The first time I felt baby. During my Month 5 check-up, I shyly ask the nurse practioner why I might not have felt any activity yet. The book said typically baby starts being very active around now, but there hadn't been anything, and I was trying not to be worried about it (but worrying is in my DNA.)
She said it was fine, and baby would probably announce itself soon. Minutes later, she gave me a sidelong glance, with her hand on my belly, and said: do you feel that? Ah! Yes. Baby is here. Tap tap tap. Like the presence of a little God. 


Lying on the couch with husband, and putting his hand on my belly as he feels baby for the first time. His face. Tears. Love beams straight to the heart.

********************

■ Tasks and exercises ■
1. Revise the pregnancy passage from "The first time I" to "in my DNA.)", replacing "check-up" with "appointment".
2. According to the pregnancy passage, at which monthly check-up was the baby first felt?
The entries after this point are separate material and have no connection to the pregnancy passage.

■ Data provided ■
********************

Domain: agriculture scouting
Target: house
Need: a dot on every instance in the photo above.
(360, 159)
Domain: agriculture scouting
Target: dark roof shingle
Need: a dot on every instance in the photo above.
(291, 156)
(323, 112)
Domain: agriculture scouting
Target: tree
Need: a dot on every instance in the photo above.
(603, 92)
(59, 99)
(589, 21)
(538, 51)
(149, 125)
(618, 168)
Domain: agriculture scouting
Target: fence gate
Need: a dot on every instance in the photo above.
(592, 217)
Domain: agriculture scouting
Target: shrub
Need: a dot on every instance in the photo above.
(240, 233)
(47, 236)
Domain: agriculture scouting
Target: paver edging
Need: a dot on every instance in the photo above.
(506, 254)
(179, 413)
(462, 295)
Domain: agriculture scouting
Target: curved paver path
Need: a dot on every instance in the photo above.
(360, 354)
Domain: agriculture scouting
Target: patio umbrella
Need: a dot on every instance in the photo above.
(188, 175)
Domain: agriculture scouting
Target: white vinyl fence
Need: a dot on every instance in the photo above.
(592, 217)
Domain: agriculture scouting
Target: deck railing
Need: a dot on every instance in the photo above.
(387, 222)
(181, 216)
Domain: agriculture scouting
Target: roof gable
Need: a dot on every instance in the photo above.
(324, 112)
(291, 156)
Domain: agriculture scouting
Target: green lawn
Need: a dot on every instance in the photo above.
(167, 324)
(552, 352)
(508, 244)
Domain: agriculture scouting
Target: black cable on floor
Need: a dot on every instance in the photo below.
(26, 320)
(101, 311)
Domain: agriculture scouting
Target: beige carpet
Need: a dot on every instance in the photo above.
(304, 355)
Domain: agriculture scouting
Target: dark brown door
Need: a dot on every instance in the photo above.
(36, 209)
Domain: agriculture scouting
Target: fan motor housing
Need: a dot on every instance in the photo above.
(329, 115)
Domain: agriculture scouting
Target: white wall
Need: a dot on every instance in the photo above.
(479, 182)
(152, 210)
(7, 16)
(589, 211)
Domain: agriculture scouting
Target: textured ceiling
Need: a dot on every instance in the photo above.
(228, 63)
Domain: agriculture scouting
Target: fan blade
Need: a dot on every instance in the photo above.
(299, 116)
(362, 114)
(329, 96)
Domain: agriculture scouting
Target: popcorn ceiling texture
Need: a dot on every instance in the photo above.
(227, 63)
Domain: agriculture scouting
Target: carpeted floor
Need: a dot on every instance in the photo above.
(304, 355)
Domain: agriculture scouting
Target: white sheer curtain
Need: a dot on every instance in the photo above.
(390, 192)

********************

■ Solved problems ■
1.
The first time I felt baby. During my Month 5 appointment, I shyly ask the nurse practioner why I might not have felt any activity yet. The book said typically baby starts being very active around now, but there hadn't been anything, and I was trying not to be worried about it (but worrying is in my DNA.)

2. At the Month 5 check-up.